→ **Source text**
»»

David Robinson is, in many ways, an anomaly. Start with his size. At 7’1″ and 250 pounds, he towers over most people. But he’s also as nimble as an acrobat, as anyone who saw him in action over 14 seasons with the NBA’s San Antonio Spurs can attest. Robinson was one of the best centers ever to play the game—an eight-time all-star, Rookie of the Year (1990), league MVP (1995), and twice a member of the world champion team (1999 and 2003). In his final season, Sports Illustrated named him its Sportsman of the Year.
But even among the elite crowd that ruled basketball in the 1990s, Robinson was an anomaly. Peruse Robinson’s career, and there is barely a whiff of controversy. In the often-hedonistic world of hoops, Robinson was never known for off-court antics, never attracted media attention with sordid misadventures. Consider: at the end of his career, with his best days as a player behind him, Robinson deliberately subjugated his offensive game to let the up-and-coming star of the Spurs, Tim Duncan, shine as a point-scorer. In a league whose best player ever, Michael Jordan, once referred to teammates as “my supporting cast,” such a spirit is, to say the least, unusual.
Robinson—called “the Admiral” because he spent his college days at the U.S. Naval Academy (SAT score: 1320; major: mathematics)—attracted more attention for exactly the opposite lifestyle. The married father of three is a committed Christian who has spoken often of the challenges faced by religious men in professional sports. He took two years from his NBA career to fulfill his service obligations in the Navy. And through the David Robinson Foundation, he has given millions of dollars to early childhood centers, Christian fellowship causes, and education. His achievements led the William E. Simon Foundation to award him their Philanthropic Leadership Prize for 2004.
In 2000, near the end of his career, Robinson made a $9 million commitment to the Carver Academy, a private, non-denominational elementary school on San Antonio’s largely poor and minority east side. The school opened in September 2001, serving kids in grades K-4; eventually, it will go through the middle grades.
Like Robinson, Carver is an anomaly, because it manages to take the most challenging kids in any urban area—poor and minority students—and push them to succeed. And it works—last year, on the Stanford-9 achievement test that Carver makes its kids take every April, average scores for third graders were in the seventieth percentile for reading, the sixty-second percentile in math, and the seventy-sixth percentile in spelling.
Brenda Murphy, interim director at Carver, says that probably 98 percent of students there would be eligible for free or reduced lunch in a public school setting. But she can’t say for sure, because Carver—following a tenet that comes from the Admiral himself—doesn’t classify students that way.
This is not a school for poor kids,” Robinson insists, and even over the phone you can hear his passion on this point, hear him leaning forward in his chair. “Sometimes I feel like there are schools that internalize that idea: ‘We’re here for poor kids.’ And what happens? Once you decide that, the school becomes second-class, the standards get lower. Not here. Our standards are high, and all of these kids have tremendous pride in their school.”

««

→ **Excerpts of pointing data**

»»

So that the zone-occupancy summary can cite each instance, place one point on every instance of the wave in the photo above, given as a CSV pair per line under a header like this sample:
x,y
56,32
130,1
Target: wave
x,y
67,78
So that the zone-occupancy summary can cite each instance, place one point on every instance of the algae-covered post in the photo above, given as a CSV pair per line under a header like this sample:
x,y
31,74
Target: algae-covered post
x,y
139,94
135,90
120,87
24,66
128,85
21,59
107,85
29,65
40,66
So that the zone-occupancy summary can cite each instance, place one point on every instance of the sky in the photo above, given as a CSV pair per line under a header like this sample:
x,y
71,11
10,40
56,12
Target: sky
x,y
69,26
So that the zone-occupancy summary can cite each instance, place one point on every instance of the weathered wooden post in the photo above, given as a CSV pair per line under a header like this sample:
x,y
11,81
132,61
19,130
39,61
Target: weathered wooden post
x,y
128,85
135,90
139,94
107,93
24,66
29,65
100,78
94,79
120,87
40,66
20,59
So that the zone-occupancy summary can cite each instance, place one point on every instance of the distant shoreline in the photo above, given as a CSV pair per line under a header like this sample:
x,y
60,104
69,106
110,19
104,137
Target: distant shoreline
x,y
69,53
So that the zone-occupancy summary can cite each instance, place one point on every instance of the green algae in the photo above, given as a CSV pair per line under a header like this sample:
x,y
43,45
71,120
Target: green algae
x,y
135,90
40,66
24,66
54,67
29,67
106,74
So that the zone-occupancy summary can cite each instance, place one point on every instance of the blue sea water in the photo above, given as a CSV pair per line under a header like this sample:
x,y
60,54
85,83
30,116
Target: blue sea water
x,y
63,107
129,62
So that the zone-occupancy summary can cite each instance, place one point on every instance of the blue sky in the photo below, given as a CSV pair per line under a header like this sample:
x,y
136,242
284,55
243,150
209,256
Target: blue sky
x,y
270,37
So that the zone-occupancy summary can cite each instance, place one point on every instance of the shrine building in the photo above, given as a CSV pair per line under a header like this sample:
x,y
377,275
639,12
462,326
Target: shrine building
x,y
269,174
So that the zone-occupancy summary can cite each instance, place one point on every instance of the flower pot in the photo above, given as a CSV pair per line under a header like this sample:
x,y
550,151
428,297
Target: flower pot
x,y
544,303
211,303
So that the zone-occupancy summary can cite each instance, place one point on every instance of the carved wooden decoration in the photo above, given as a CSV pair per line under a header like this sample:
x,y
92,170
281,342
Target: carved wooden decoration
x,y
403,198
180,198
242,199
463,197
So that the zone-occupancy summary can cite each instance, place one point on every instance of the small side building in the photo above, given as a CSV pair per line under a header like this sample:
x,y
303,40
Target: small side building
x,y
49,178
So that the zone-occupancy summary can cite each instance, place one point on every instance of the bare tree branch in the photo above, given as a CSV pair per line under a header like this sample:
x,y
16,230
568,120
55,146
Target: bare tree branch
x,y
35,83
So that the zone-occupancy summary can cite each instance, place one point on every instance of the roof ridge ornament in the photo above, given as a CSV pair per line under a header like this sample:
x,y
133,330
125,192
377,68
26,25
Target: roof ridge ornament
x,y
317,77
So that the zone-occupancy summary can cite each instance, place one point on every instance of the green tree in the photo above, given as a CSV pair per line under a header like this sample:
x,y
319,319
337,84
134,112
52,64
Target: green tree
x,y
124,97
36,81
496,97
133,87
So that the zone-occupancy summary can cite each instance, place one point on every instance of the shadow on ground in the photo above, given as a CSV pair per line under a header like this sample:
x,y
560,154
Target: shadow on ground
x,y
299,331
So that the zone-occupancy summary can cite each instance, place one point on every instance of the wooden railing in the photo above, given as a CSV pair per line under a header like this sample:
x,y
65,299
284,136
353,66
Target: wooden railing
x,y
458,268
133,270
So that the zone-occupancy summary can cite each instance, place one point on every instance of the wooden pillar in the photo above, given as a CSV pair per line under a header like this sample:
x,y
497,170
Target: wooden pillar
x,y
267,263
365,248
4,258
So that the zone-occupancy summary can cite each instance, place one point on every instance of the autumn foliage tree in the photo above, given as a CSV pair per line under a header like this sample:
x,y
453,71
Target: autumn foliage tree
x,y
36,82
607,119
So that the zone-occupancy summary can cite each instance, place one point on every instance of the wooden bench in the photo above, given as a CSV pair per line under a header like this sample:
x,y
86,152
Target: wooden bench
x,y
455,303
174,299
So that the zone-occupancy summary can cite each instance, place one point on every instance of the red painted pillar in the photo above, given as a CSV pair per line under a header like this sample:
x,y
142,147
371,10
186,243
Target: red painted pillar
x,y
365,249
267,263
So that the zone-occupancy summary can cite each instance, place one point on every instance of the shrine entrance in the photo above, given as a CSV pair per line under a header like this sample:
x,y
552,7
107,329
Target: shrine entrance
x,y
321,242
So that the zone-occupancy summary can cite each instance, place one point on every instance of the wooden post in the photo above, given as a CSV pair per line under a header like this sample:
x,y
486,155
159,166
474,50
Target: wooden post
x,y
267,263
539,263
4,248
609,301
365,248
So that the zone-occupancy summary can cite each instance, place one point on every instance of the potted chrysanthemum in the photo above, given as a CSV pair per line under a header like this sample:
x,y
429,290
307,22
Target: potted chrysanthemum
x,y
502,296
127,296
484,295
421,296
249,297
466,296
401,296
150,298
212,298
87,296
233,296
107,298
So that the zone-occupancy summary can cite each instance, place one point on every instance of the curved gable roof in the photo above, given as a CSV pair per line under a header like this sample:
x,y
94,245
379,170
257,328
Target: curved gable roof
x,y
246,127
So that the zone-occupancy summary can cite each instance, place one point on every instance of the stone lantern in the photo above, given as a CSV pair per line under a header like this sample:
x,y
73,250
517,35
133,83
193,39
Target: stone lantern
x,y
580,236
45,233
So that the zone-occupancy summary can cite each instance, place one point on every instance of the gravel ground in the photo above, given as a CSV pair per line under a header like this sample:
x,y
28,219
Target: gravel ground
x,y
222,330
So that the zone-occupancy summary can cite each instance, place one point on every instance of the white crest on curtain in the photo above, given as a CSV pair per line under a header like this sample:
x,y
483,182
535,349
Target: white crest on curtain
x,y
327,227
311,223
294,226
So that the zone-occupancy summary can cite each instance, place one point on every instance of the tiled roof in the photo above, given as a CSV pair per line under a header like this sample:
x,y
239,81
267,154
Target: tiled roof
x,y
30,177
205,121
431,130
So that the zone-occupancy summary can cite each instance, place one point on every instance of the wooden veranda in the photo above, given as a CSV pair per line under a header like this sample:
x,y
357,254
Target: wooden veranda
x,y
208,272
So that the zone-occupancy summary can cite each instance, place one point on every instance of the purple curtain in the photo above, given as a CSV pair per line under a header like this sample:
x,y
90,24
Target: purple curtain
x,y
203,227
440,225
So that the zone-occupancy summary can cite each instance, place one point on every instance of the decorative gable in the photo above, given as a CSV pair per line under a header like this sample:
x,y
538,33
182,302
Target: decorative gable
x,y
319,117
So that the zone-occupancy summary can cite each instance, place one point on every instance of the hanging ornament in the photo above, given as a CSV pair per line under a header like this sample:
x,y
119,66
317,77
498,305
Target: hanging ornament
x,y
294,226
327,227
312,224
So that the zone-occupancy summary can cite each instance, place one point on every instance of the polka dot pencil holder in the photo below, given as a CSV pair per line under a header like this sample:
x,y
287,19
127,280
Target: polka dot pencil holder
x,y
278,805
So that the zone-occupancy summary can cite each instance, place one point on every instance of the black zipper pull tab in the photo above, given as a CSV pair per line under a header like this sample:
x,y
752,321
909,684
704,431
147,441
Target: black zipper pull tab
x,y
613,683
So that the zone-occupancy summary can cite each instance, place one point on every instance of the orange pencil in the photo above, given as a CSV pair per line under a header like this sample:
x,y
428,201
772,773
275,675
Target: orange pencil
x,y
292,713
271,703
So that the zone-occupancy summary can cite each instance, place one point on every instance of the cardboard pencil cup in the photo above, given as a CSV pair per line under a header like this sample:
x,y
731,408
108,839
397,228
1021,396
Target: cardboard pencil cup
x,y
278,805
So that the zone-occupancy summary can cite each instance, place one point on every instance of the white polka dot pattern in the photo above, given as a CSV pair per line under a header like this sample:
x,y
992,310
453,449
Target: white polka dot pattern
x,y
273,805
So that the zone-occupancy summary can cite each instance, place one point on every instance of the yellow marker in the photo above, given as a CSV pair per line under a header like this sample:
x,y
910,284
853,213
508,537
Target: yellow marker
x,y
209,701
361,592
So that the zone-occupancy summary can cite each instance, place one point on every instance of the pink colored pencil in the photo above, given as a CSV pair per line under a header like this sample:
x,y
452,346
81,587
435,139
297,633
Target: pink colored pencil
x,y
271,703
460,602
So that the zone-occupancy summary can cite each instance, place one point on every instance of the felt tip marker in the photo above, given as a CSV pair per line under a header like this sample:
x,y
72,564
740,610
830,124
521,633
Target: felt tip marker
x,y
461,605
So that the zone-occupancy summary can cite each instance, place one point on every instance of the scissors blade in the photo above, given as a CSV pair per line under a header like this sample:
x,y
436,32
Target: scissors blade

««

→ **Problems to solve**
• 1. According to the text about David Robinson, how much money did Robinson commit to the Carver Academy in 2000?
• 2. In the text about David Robinson, write out the passage starting with "Brenda Murphy, interim" and going on through "students that way.", replacing "interim director" with "acting director".
• 3. Continue the text about David Robinson and the Carver Academy from where it stops.

→ **Answers to the exercise**
• 1. $9 million

• 2.
Brenda Murphy, acting director at Carver, says that probably 98 percent of students there would be eligible for free or reduced lunch in a public school setting. But she can’t say for sure, because Carver—following a tenet that comes from the Admiral himself—doesn’t classify students that way.

• 3.
Robinson felt spurred to found Carver because of his belief that schools serving the urban poor too often offer what he calls “second-class opportunities.” What’s more, he says, poor and minority parents are too often willing to accept second-class status. At Carver, “we constantly stress that it’s not O.K. to be average. A lot of time, in minority families, kids come home with a B or a C and parents say, ‘Well, that’s good enough.’ It’s not good enough. If you can get an A, get an A. Education just isn’t a priority in many black and Hispanic homes. It is something that parents tolerate, not something they prize.”
Robinson recounts the story of a seventh-grader in San Antonio he mentored; the two would communicate by e-mail. “I’d say to him, ‘You can’t even write me a letter that isn’t misspelled. How are you going to get a job, have a good life, if you can’t spell?’ He didn’t think it was important, because he was going to be a ball player or a rapper. That’s the attitude. We need to change the culture of minority families when it comes to education.”
Murphy, a 30-year veteran of San Antonio public schools, agrees that cultural change starts with changing the expectations kids and parents have for schools in the inner city. So Carver deliberately builds its facilities to exacting specifications and maintains its buildings beautifully. She calls the atmosphere “restful. There are no fights, no discipline problems. For many of these kids, it’s the least chaotic atmosphere they’ve ever been in.” Carver’s well-maintained grounds also serve as a kind of community center for the east side, and the presence of the school has sparked something of a renaissance in the surrounding neighborhood, says Murphy, who’s watched several new businesses go up around the school in the past two years.
Carver is Robinson’s attempt to change the educational attitudes and expectations of low-income and minority students, one child at a time. Carver kids take a rigorous mix of reading, writing, math, science, history, and foreign language class. The school stresses faith in God, good citizenship, and above all, high achievement. “We tell parents, we’re going to push your kids as far as they can possibly go,” says Robinson. “We want to produce kids who have passion, who are on fire with the idea that they can accomplish anything.”
The Carver Academy may be unusual in urban education, but it is not completely alone. Carver is one of a handful of private schools across the nation that are having tremendous success in educating poor and minority students who might otherwise get lost in urban public school districts. Some of these schools are religious, some aren’t, but all of them have chosen to forego the funding they could command as charter schools. For each school, independence—and the benefits that flow from it—is not just treasured, but integral to the school’s success.
For each of these schools—religious or not—the reasons for staying private can be summed up in three words: freedom, freedom, freedom.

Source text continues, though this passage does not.